• _WHAT TO DO_: Copy out every line of the material below word for word, changing nothing.

<<<<

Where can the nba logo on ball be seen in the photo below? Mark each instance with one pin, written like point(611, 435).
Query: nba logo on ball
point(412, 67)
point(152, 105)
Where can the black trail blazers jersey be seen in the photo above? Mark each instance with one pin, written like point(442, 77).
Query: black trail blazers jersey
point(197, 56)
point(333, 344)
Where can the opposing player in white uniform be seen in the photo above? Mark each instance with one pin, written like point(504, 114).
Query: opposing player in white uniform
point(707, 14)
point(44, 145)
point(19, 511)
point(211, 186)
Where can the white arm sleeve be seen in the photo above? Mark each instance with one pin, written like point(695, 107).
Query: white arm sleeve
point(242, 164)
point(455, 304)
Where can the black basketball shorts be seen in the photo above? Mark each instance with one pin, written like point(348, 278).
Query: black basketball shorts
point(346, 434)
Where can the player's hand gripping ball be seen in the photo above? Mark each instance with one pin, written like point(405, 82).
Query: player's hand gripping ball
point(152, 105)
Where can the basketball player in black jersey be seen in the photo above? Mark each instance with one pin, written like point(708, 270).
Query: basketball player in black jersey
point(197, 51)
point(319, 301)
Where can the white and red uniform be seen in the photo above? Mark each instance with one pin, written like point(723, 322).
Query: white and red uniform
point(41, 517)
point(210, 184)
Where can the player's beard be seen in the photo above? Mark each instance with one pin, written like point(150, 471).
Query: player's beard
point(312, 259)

>>>>

• _RESULT_:
Where can the nba logo on ball be seen in the photo below? Mark each instance with one pin, written like point(611, 435).
Query: nba logo on ball
point(412, 67)
point(152, 105)
Where can the black trail blazers jersey be seen in the photo above? Mark each instance with one pin, written like point(442, 77).
Query: black trail blazers jersey
point(197, 56)
point(333, 344)
Where can the opposing player in white uniform be seen in the photo above? Mark each instance with one pin, written like point(504, 114).
Query: opposing player in white uniform
point(707, 14)
point(44, 145)
point(19, 511)
point(211, 186)
Where can the white arm sleeve be seen in the photo above? Mark each instance with one pin, written like point(695, 107).
Query: white arm sleeve
point(242, 164)
point(455, 304)
Where can the black basketball shorts be seen in the photo above? Mark each instance with one pin, written like point(348, 278).
Query: black basketball shorts
point(346, 434)
Where can the player's hand gripping ball be seen in the photo above? Mark each instance with one pin, written like point(405, 82).
Query: player's hand gripping ball
point(152, 105)
Where can the basketball player in black jersey be seen in the photo above? Mark each instance with one pin, written like point(708, 270).
Query: basketball player in black jersey
point(197, 51)
point(319, 301)
Where can the white and red uniform be seen in the photo above? Mark each instance with one pin, written like point(723, 322).
Query: white and red uniform
point(41, 517)
point(210, 184)
Where can the player's beard be seen in the photo above? Mark each instance with one pin, written like point(150, 471).
Query: player's beard
point(312, 259)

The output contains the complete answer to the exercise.